RECORDS TO PROCESS:
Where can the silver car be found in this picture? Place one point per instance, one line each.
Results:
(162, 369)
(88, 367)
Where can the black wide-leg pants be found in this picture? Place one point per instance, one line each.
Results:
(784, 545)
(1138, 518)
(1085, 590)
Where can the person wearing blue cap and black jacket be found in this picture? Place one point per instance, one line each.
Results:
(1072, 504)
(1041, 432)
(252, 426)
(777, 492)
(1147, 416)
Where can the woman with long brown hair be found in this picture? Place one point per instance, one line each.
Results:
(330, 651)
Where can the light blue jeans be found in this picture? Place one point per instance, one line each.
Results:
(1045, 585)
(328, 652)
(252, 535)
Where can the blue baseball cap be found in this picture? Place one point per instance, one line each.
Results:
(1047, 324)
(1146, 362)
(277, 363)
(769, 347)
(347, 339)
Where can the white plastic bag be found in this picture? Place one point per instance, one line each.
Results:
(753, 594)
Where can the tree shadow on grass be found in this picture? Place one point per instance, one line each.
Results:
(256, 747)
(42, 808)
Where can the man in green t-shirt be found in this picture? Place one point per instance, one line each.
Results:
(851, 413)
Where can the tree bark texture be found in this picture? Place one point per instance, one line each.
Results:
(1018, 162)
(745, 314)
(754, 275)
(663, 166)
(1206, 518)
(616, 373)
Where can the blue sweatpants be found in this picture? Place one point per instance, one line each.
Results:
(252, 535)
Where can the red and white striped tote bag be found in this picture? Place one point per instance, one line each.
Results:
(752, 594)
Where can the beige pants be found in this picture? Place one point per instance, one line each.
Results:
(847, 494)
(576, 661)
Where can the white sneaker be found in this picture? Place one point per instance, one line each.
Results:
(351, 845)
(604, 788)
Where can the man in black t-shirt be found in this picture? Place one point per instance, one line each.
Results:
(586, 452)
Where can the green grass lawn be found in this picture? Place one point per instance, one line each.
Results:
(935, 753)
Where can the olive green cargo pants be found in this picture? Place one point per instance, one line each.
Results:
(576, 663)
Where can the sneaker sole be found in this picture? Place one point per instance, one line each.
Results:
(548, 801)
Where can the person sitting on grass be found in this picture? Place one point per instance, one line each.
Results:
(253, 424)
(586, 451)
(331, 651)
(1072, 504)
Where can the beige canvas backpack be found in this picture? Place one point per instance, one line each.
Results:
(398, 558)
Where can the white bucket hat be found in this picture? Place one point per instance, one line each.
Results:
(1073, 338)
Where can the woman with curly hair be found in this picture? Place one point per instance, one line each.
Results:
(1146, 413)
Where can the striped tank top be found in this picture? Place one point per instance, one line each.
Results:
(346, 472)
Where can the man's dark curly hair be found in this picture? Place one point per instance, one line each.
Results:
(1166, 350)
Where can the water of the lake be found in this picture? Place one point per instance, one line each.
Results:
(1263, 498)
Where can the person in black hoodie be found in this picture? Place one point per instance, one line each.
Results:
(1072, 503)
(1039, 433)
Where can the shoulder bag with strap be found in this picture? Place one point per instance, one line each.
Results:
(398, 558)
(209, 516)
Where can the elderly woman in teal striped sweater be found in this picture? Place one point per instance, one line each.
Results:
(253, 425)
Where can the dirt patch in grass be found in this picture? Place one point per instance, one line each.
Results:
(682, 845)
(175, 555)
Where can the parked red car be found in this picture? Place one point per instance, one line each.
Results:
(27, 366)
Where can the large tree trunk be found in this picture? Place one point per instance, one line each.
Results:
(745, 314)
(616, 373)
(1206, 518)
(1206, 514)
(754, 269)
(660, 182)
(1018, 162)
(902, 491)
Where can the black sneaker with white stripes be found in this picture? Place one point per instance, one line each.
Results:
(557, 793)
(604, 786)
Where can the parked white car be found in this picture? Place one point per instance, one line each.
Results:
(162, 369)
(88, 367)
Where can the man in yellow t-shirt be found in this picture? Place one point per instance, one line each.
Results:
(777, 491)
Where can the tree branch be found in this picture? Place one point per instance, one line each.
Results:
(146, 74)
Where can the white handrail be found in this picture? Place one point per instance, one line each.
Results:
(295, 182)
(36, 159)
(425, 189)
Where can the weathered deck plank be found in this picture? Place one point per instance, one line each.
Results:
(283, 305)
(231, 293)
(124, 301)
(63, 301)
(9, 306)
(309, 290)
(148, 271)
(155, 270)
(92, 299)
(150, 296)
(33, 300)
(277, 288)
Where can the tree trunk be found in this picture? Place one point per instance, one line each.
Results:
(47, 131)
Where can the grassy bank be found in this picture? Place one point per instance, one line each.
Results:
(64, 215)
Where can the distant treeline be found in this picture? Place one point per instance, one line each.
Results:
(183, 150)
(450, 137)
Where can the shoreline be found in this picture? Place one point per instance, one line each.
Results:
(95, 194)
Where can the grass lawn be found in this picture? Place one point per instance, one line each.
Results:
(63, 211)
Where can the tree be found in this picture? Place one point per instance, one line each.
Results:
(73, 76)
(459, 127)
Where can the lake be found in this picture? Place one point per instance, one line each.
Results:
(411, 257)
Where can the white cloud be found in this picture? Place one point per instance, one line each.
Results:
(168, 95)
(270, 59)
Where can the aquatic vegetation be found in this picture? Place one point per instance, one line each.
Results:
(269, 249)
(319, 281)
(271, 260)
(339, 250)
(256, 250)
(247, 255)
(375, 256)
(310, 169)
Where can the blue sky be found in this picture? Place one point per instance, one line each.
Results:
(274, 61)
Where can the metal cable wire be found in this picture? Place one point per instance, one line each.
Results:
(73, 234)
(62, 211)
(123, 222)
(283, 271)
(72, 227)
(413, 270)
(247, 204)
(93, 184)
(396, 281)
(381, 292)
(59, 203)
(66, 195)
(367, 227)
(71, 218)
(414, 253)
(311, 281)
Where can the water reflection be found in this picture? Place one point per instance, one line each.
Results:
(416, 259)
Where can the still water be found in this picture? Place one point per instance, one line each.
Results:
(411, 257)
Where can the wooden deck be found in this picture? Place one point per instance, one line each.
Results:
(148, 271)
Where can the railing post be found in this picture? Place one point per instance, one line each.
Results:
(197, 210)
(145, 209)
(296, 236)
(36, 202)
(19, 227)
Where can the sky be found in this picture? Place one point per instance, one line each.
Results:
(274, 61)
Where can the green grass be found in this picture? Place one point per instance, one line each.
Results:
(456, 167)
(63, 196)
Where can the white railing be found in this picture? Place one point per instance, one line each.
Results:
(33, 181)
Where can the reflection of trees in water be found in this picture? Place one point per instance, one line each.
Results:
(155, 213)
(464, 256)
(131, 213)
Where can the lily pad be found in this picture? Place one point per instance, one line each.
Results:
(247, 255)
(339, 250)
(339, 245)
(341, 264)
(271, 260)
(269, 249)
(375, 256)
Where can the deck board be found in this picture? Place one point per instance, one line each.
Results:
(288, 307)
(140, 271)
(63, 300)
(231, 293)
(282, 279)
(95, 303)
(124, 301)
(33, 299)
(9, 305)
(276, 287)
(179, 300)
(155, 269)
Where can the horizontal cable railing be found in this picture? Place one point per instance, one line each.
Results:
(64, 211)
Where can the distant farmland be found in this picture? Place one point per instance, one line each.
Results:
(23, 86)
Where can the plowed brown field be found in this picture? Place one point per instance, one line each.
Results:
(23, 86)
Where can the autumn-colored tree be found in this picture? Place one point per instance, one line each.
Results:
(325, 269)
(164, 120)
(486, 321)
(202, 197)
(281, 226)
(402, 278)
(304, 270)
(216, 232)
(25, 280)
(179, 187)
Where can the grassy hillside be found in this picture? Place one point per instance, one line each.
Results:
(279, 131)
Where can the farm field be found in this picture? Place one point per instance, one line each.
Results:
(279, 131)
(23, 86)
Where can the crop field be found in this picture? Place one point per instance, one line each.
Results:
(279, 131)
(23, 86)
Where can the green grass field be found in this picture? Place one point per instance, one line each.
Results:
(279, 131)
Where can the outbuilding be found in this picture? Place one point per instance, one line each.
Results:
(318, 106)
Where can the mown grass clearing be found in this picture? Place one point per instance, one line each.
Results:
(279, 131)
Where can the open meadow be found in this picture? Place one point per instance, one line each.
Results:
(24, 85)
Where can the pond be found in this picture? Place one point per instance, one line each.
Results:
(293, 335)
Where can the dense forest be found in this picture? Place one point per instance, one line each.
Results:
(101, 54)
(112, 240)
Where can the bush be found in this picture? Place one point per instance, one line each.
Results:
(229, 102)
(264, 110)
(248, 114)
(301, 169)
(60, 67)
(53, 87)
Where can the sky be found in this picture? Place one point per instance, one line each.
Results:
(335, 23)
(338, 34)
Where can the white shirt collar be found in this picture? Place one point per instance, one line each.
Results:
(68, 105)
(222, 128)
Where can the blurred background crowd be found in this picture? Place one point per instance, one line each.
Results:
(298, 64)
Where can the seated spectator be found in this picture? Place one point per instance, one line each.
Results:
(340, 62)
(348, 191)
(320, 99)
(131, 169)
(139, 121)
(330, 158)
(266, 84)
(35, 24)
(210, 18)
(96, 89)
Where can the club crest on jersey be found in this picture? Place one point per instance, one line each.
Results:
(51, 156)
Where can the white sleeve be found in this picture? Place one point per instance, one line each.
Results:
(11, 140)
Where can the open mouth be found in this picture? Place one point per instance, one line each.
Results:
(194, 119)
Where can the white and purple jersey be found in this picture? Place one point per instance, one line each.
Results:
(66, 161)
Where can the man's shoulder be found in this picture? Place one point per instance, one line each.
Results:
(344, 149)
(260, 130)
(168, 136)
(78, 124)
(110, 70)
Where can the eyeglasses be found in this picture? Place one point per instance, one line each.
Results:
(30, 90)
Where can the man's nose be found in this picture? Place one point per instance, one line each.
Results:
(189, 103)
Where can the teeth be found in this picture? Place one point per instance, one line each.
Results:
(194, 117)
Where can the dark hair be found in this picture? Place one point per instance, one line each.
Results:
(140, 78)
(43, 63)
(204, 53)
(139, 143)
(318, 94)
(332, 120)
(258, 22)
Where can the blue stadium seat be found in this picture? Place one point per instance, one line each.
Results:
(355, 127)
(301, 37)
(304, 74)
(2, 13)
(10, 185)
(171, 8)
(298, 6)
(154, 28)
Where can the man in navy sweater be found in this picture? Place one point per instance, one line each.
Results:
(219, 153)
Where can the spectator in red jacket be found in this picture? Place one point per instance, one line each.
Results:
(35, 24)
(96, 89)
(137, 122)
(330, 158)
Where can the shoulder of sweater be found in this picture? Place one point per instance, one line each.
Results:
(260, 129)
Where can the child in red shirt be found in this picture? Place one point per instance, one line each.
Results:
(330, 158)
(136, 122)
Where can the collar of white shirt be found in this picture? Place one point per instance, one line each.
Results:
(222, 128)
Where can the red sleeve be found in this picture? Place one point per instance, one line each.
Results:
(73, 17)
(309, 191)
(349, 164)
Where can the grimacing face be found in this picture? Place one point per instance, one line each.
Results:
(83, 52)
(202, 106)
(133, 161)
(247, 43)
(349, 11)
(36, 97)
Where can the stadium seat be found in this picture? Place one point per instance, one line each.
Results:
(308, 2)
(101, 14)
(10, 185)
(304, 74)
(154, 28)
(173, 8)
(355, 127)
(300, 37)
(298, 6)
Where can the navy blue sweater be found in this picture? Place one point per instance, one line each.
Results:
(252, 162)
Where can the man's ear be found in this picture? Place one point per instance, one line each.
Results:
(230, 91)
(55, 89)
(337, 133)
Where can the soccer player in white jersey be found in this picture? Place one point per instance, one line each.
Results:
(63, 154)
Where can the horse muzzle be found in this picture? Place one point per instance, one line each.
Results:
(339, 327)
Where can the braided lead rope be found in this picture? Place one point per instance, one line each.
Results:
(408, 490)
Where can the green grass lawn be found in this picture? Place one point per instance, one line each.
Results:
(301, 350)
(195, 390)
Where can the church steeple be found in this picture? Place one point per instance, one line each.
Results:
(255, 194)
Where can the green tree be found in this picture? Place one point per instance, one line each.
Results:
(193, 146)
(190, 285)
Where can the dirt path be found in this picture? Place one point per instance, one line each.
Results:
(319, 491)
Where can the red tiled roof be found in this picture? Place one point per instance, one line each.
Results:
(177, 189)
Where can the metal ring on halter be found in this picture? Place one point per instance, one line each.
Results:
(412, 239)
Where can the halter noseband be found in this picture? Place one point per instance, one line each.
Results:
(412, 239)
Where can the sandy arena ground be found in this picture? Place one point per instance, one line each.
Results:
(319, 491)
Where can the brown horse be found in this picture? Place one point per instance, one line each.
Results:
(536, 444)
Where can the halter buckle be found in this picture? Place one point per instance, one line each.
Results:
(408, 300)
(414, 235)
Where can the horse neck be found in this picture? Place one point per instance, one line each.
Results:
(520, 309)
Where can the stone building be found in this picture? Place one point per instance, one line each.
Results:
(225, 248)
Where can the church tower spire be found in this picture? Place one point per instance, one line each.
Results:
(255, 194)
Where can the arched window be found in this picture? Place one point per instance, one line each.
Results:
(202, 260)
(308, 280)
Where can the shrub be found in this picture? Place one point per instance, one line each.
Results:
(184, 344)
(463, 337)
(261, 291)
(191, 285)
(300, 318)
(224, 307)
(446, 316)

AIM OF THE TASK: Write out every line of the preceding listing that contains "beige".

ANSWER TO THIS PROBLEM:
Where can the beige pants be found in this picture? Place one point per instance, one line each.
Where can the beige canvas backpack be found in this picture? Place one point per instance, one line each.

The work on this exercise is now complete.